- _LIST OF TASKS_
a - Translate this sentence from the forum thread below into Spanish: "They're all growing into such beautiful birds and really cute too."
b - Reproduce word for word the stretch of the forum thread from "there adorable, I'm" through "tiels. I really like the wing shot in the second pic.".

- _EXTRACTED TEXT_
# Morning



## lperry82 (Aug 2, 2010)




----------



## steven.c (May 13, 2011)

there adorable, I'm so in love with your lutino can't wait till mines grown up


----------



## Boshia (Jul 3, 2011)

You have such beautiful tiels. I really like the wing shot in the second pic.


----------



## Hadley (Jun 12, 2011)

All so beautiful


----------



## MeanneyFids (Aug 24, 2010)

theyre all adorable!


----------



## xoxsarahxox (Dec 13, 2010)

Gorgeous birds Lindsey I love how Cookie, Beano, Big Mac, and Buttercup all look cranky lol ( I dont know if it was the flash or theyre just not morning birds or what  )


----------



## Ann (Mar 13, 2008)

They're all growing into such beautiful birds and really cute too. That's neat how you threaded the string through the bars, makes me think of those hanging rope gyms.


----------



## lperry82 (Aug 2, 2010)

Thanks everyone


----------



## Rossco! (Jul 17, 2011)

Boshia said:


> I really like the wing shot in the second pic.


I second that.........great picture!!!!!


----------



## lperry82 (Aug 2, 2010)

It was hard trying to capture the wing shots too as camera is a bit slow lol


----------



## Julia (Jul 4, 2011)

There all beautiful .Some really good shots there.


----------



## lperry82 (Aug 2, 2010)

Thank you


----------



## Lulu The Tiel (Apr 11, 2011)

Fun time at your house! 

Those are awesome shots!


----------



## lperry82 (Aug 2, 2010)

Yea for them lol i already had to chase the lutino and the oldest grey as they are getting better at flying lol


----------



## Buggy (Jan 27, 2011)

The grey ones are just like my greys.And Dumpling is molting the pearls?How nice..


----------



## lperry82 (Aug 2, 2010)

Dumpling has fooled many as she was mistaken for a male ha ha
as you can see here how she is fully pearled when she was at the breeders http://www.talkcockatiels.com/showthread.php?t=18819
and this is her when i got her http://www.talkcockatiels.com/showthread.php?t=18955
hmmm is her pearls coming back ?


----------



## Buggy (Jan 27, 2011)

Lol i tought Dumpling is male.Thats interesting.How old is she?Big Mac is nice!!!Is he paired?


----------



## lperry82 (Aug 2, 2010)

Dumpling is over 3 years old... Big mac is a scardy cat of everything lol
He is totally in love with taco, buttercup wanted him to mate with her but he is only a one woman man lol


----------



## Mel (Jul 17, 2011)

Awwww such gorgeous birds


----------



## geenz (Apr 4, 2011)

Awww the stumpy little tails are adorable!!


----------



## lperry82 (Aug 2, 2010)

geenz said:


> Awww the stumpy little tails are adorable!!


Thats what i called baby 3 little stumpy for his tail ha ha...he is taking ages to grow in his feathers


----------



## AMSD (Nov 2, 2010)

So adorable!!


----------

- _RECORD SET_

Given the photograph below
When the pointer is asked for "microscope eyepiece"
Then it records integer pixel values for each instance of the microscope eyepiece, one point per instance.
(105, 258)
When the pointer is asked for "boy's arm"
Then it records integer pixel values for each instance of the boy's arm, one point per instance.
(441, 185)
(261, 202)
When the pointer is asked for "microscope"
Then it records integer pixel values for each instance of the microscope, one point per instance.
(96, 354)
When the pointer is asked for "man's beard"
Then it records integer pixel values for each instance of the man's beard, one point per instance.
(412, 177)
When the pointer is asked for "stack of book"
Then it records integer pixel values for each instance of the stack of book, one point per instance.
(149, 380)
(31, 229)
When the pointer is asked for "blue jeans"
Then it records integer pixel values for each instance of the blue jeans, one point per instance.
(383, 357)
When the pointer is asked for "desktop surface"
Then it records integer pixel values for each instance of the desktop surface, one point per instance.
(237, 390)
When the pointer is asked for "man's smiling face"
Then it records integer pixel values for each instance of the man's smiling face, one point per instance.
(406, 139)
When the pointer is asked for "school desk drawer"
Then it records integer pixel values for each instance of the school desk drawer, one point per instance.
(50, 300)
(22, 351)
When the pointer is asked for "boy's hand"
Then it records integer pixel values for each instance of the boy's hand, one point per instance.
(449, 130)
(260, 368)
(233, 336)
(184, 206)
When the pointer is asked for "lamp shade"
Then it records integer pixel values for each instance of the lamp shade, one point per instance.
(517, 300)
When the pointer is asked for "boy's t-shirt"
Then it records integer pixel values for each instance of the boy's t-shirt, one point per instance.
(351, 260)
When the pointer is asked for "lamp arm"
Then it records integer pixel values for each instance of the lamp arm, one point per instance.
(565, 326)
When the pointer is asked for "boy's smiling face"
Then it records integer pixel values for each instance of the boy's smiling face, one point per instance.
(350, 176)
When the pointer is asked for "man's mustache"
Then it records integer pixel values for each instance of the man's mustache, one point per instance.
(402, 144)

- _EXPECTED RESPONSES_
a - Todos se están convirtiendo en unas aves tan hermosas y, además, muy lindas.

b -
there adorable, I'm so in love with your lutino can't wait till mines grown up


----------



## Boshia (Jul 3, 2011)

You have such beautiful tiels. I really like the wing shot in the second pic.